Scan the entries and copy each line where the word "green" is present.

___

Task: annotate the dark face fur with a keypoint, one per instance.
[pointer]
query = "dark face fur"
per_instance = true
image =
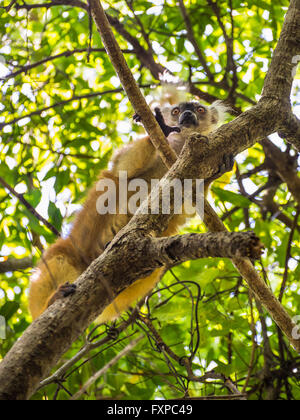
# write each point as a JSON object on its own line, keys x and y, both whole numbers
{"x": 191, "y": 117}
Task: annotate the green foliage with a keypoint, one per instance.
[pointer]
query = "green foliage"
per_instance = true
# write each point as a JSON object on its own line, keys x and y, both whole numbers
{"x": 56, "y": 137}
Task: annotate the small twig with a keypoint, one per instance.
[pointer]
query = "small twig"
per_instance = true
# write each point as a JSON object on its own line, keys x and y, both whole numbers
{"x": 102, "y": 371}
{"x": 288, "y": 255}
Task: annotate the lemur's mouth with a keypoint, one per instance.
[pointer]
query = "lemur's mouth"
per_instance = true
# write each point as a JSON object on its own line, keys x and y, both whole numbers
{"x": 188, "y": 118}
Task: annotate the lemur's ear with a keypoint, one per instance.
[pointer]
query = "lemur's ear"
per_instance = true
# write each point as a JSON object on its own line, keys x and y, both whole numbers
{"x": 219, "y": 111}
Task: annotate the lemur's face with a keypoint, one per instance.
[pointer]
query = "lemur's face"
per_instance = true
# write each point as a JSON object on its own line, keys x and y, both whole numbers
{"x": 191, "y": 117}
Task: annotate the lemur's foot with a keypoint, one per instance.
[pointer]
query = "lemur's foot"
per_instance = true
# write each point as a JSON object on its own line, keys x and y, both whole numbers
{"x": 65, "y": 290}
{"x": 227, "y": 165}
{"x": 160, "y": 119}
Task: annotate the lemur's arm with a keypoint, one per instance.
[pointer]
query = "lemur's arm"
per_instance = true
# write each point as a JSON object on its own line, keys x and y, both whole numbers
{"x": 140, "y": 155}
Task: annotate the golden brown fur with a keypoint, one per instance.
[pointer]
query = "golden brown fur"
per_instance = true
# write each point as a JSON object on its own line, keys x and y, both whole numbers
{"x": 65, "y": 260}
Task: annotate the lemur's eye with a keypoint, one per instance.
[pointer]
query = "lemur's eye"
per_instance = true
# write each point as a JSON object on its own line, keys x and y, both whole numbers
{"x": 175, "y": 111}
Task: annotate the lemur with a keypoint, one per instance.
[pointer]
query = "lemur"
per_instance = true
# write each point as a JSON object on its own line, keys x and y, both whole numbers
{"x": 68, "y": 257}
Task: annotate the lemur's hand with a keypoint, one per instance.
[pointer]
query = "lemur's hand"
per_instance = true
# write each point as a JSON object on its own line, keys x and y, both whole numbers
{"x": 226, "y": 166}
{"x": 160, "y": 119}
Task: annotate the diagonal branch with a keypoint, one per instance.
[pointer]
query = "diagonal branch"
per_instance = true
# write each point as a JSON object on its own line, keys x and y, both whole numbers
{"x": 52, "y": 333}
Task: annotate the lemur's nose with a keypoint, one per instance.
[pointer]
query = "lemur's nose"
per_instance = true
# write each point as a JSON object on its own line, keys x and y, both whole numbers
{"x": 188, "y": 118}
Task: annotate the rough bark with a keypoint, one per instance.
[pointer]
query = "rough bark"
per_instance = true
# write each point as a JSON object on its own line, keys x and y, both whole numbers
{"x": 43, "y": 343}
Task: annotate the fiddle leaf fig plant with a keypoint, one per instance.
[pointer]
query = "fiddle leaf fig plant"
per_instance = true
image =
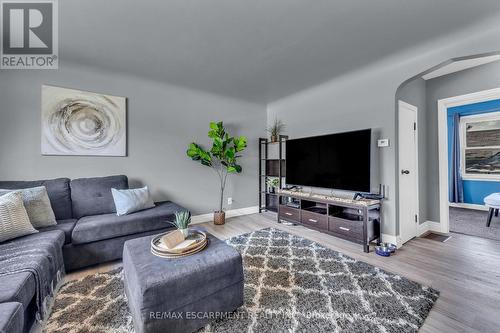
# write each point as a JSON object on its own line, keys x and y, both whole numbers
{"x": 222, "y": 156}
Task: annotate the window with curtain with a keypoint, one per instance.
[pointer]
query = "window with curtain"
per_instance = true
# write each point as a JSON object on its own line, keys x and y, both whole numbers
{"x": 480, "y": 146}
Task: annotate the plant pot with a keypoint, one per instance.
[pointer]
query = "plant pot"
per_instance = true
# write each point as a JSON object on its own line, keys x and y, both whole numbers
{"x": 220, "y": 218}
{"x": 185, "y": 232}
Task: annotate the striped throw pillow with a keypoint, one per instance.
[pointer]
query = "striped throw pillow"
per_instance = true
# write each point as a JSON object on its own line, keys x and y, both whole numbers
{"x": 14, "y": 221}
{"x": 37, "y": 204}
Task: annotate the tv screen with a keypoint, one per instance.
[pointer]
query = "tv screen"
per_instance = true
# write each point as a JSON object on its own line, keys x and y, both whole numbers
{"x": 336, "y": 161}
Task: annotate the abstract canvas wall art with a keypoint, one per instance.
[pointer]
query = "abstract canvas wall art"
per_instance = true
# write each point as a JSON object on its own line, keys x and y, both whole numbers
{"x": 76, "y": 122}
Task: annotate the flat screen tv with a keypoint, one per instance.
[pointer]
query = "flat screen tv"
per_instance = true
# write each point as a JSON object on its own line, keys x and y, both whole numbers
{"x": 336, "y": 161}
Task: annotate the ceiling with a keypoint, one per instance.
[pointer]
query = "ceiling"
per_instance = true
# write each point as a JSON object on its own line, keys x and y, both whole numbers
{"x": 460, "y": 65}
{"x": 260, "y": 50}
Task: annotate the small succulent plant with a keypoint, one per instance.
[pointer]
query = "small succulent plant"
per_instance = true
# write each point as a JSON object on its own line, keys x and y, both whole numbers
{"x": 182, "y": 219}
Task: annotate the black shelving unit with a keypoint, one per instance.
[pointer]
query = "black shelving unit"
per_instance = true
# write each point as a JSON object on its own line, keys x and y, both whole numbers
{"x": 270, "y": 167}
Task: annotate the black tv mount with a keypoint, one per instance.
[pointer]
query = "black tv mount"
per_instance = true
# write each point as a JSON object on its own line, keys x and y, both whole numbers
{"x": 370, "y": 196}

___

*Result below*
Task: annotate the green foliage with a keypoint, one per instance.
query = "green foliage"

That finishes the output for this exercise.